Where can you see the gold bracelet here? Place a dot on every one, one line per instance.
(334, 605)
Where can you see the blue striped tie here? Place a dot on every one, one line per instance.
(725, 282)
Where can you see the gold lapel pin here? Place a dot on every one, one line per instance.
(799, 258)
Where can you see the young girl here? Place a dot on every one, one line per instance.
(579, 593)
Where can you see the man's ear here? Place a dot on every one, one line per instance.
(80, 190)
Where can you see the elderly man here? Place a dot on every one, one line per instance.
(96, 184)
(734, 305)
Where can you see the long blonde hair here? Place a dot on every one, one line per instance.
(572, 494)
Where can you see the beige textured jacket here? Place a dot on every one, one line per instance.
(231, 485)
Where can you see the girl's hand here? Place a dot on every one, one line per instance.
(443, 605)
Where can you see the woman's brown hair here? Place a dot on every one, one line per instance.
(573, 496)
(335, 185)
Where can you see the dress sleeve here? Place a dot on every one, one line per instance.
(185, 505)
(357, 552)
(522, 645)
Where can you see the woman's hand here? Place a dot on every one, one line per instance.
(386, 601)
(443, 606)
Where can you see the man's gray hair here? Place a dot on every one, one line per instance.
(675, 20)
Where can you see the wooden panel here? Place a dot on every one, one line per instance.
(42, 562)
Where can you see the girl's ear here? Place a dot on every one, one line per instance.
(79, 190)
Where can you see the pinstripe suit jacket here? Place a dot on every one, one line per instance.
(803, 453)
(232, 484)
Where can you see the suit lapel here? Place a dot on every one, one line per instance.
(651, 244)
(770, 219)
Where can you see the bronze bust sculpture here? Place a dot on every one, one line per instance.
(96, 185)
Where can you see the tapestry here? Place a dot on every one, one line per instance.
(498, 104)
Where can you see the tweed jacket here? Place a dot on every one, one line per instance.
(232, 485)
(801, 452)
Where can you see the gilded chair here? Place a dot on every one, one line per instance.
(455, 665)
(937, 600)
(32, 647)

[GIVEN REQUEST]
Pull out every line of the records above and reproduce each one verbatim, keeping the original order.

[TASK OUTPUT]
Where can you see the gold bracelet here? Place a dot on every one, one line per instance.
(334, 605)
Where can you see the blue striped tie here? Place a dot on every one, one line per instance.
(725, 282)
Where can you see the gold lapel pin here? Place a dot on every one, one line per instance.
(799, 258)
Where can you see the young girl here? Place a dot on every one, one line per instance.
(579, 593)
Where can you see the man's ear here? Place a dot on every one, one line per instance.
(80, 190)
Where can you see the elderly man here? Place a dot on every one, one line per instance.
(96, 184)
(734, 305)
Where can you see the long blonde hair here? Place a dot on every one, one line per instance.
(572, 494)
Where can you see the beige textured jacket here? Place a dot on every one, one line per instance.
(231, 485)
Where can you see the girl's hand here? Place a dot on every one, one line per instance.
(443, 605)
Where can you see the woman's brown hair here? Place a dot on every one, one line per instance.
(573, 496)
(335, 185)
Where can you see the dress sleeve here? Place a dot on every one, one line per instance.
(185, 505)
(357, 552)
(522, 645)
Where can you see the woman's hand here? Place a dot on every one, one line per instance.
(386, 601)
(443, 606)
Where can you see the man's gray hair here? Place a dot on every one, one line per instance.
(675, 20)
Where can you see the wooden panel here? Place a dot on every one, one line per instance.
(42, 562)
Where can you see the girl's ear here? Place a dot on every one, one line per instance.
(79, 190)
Where can you see the pinstripe suit jacket here? Place a dot on every one, one line per instance.
(803, 453)
(232, 484)
Where can you see the suit lapel here? Place a dot on every one, one line per instance.
(651, 244)
(770, 219)
Where can you see the bronze bust sculpture here? Place a dot on every one, one line per instance.
(96, 185)
Where can you see the tapestry here? Place a dot on every one, one line per instance.
(498, 104)
Where can you see the tweed jacket here? Place a dot on every one, one line per instance.
(232, 485)
(801, 452)
Where can you see the gilded chair here? Place a dot on every one, one line per instance.
(455, 665)
(937, 600)
(32, 647)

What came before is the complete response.